# WHAT IS REQUIRED
Render the data below as a Markdown table with two columns, Row and Line, giving each line a sequential row number and its text. Leave out blank lines.

# DATA
* Begin *
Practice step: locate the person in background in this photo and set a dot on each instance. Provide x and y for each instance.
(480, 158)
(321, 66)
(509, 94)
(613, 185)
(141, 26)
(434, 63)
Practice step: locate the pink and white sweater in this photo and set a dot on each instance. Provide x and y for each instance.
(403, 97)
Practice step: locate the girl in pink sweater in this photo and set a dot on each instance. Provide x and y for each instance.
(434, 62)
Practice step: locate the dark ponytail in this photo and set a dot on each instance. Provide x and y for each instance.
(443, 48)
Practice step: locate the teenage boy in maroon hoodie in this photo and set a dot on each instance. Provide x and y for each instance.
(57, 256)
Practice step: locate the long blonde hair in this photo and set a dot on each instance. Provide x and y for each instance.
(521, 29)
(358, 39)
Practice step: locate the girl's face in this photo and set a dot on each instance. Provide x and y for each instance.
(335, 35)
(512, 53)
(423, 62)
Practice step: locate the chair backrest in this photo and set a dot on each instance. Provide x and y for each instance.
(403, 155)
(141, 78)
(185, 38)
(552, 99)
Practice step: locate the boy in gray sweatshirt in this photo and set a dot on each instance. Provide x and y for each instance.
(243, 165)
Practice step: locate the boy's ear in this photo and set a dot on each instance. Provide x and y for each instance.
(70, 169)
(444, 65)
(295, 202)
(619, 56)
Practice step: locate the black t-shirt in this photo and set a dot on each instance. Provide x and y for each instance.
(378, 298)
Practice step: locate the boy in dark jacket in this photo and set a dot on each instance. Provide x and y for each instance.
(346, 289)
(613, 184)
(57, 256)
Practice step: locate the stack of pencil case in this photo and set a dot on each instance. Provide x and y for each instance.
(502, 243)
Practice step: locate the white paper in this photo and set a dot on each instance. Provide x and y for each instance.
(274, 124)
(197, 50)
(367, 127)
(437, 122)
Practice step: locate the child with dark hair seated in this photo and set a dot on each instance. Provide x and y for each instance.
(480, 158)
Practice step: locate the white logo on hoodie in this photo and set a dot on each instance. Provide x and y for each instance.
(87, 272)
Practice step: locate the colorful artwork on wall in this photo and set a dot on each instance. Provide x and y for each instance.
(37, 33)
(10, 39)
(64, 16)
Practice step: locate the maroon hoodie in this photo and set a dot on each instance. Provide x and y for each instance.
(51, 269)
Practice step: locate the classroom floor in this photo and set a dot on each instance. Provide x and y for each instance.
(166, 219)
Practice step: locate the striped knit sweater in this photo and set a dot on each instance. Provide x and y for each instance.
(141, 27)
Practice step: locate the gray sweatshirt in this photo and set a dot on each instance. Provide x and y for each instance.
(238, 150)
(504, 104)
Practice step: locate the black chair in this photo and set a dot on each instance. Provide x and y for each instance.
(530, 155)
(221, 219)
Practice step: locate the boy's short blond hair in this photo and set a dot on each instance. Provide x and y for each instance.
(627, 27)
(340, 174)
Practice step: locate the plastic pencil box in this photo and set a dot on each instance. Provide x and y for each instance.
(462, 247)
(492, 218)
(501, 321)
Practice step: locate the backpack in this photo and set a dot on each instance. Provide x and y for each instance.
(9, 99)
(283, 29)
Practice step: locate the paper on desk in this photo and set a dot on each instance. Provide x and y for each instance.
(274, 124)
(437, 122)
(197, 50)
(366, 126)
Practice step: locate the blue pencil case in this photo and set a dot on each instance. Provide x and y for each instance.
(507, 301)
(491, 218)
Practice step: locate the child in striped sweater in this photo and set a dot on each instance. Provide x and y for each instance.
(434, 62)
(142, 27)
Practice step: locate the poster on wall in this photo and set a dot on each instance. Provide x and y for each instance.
* End *
# EXERCISE SOLUTION
| Row | Line |
|---|---|
| 1 | Practice step: locate the person in background in this photo and set a dot on each instance. Provide x and y for each instance. |
| 2 | (480, 158) |
| 3 | (321, 66) |
| 4 | (509, 94) |
| 5 | (613, 185) |
| 6 | (141, 26) |
| 7 | (434, 63) |
| 8 | Practice step: locate the pink and white sweater in this photo and set a dot on each instance. Provide x and y for each instance. |
| 9 | (403, 97) |
| 10 | Practice step: locate the girl in pink sweater in this photo and set a dot on each instance. Provide x and y for each instance. |
| 11 | (434, 62) |
| 12 | Practice step: locate the dark ponytail in this photo and set a dot on each instance. Provide x and y for each instance. |
| 13 | (443, 48) |
| 14 | Practice step: locate the teenage boy in maroon hoodie in this photo and set a dot on each instance. Provide x and y for each instance. |
| 15 | (57, 256) |
| 16 | Practice step: locate the long blonde hair in this photo and set a dot on each instance. Provide x and y for each instance. |
| 17 | (521, 29) |
| 18 | (358, 39) |
| 19 | Practice step: locate the girl's face in this photo and set a dot on each instance. Provide x and y for each instance. |
| 20 | (335, 35) |
| 21 | (512, 53) |
| 22 | (423, 62) |
| 23 | Practice step: locate the chair backrest in this photo and set a dot on each instance. Provide x and y for each instance. |
| 24 | (403, 155) |
| 25 | (141, 78) |
| 26 | (185, 38) |
| 27 | (552, 99) |
| 28 | Practice step: locate the boy in gray sweatshirt in this photo and set a dot on each instance. Provide x and y for each instance. |
| 29 | (243, 165) |
| 30 | Practice step: locate the boy's ear in this photo and set a dot on each instance. Provide x and y for each instance. |
| 31 | (70, 169) |
| 32 | (444, 65) |
| 33 | (295, 202) |
| 34 | (619, 56) |
| 35 | Practice step: locate the black t-shirt in this photo and set a dot on each instance. Provide x and y for each instance. |
| 36 | (378, 298) |
| 37 | Practice step: locate the boy in dark jacket in this photo and set a dot on each instance. Provide x and y for each instance. |
| 38 | (346, 289) |
| 39 | (613, 184) |
| 40 | (57, 256) |
| 41 | Practice step: locate the stack of pencil case in this photo and set a dot on each instance. Provide x and y for each instance. |
| 42 | (502, 243) |
| 43 | Practice step: locate the white paper in this photo and set a dot on each instance. Provide x and y for each instance. |
| 44 | (274, 124) |
| 45 | (197, 50) |
| 46 | (367, 127) |
| 47 | (437, 122) |
| 48 | Practice step: locate the child with dark hair seated in this photo and set a dot on each instance. Provide x and y for each instance. |
| 49 | (480, 158) |
| 50 | Practice step: locate the white logo on hoodie in this photo and set a dot on each instance. Provide x and y for each instance. |
| 51 | (87, 272) |
| 52 | Practice step: locate the colorful artwork on wall in this photo and set a dot on each instance. Provide x and y for each instance. |
| 53 | (37, 33) |
| 54 | (10, 39) |
| 55 | (64, 16) |
| 56 | Practice step: locate the maroon hoodie in this photo and set a dot on each instance. Provide x and y for each instance. |
| 57 | (51, 269) |
| 58 | Practice step: locate the classroom floor in this photo and set a dot on each instance. Provide x and y for each instance. |
| 59 | (166, 219) |
| 60 | Practice step: locate the striped knit sweater in this photo and set a dot on each instance. Provide x and y for each instance. |
| 61 | (141, 27) |
| 62 | Practice step: locate the gray sweatshirt in this photo and set a dot on each instance. Provide x and y for each instance. |
| 63 | (238, 150) |
| 64 | (504, 104) |
| 65 | Practice step: locate the black chair in this photo and set a dot on each instance. Provide x and y for each instance. |
| 66 | (530, 155) |
| 67 | (221, 219) |
| 68 | Practice step: locate the boy's short blond hair in this photo and set a dot on each instance. Provide x and y for each instance. |
| 69 | (627, 27) |
| 70 | (340, 174) |
| 71 | Practice step: locate the plastic pencil box in this photo and set a dot on each instance. Provide x and y for each instance. |
| 72 | (462, 247) |
| 73 | (492, 218) |
| 74 | (501, 321) |
| 75 | Practice step: locate the backpack in this photo and set a dot on each instance. Provide x and y for each instance. |
| 76 | (9, 99) |
| 77 | (283, 29) |
| 78 | Practice step: locate the paper on desk in this photo and set a dot on each instance. Provide x and y for each instance. |
| 79 | (274, 124) |
| 80 | (437, 122) |
| 81 | (197, 50) |
| 82 | (366, 126) |
| 83 | Practice step: locate the blue pencil case in this photo and set a dot on each instance. Provide x and y for each instance. |
| 84 | (507, 301) |
| 85 | (491, 218) |
| 86 | Practice step: locate the child in striped sweater in this photo and set a dot on each instance. Provide x and y for each instance. |
| 87 | (434, 62) |
| 88 | (142, 27) |
| 89 | Practice step: locate the poster on wall in this photo and set a dot on each instance. Provide x and y for each instance. |